* begin SUPPLIED ENTRIES *

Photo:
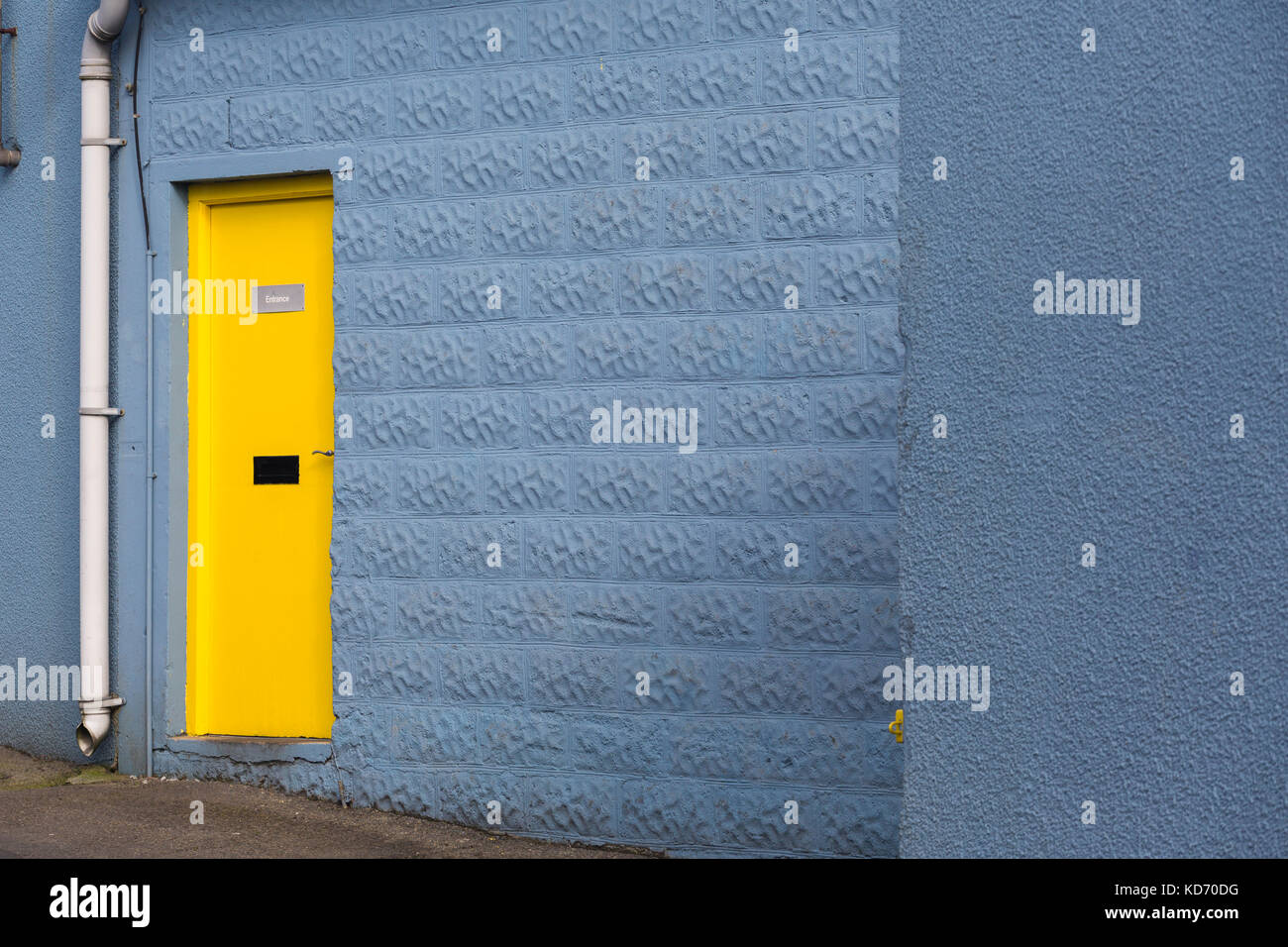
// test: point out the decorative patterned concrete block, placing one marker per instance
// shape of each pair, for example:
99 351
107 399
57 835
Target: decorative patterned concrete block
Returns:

* end SUPPLIED ENTRIES *

» **INSTRUCTIONS FOR THE TASK**:
Duplicate each of the items above line for line, leaving out the pictures.

» **CORRECT OUTPUT**:
Photo:
// test: point out the decorative patterned concrete block, placing one marker per instance
// shape of each pair, for example:
99 351
107 399
57 835
Target: decorative patterned concrete block
Returns:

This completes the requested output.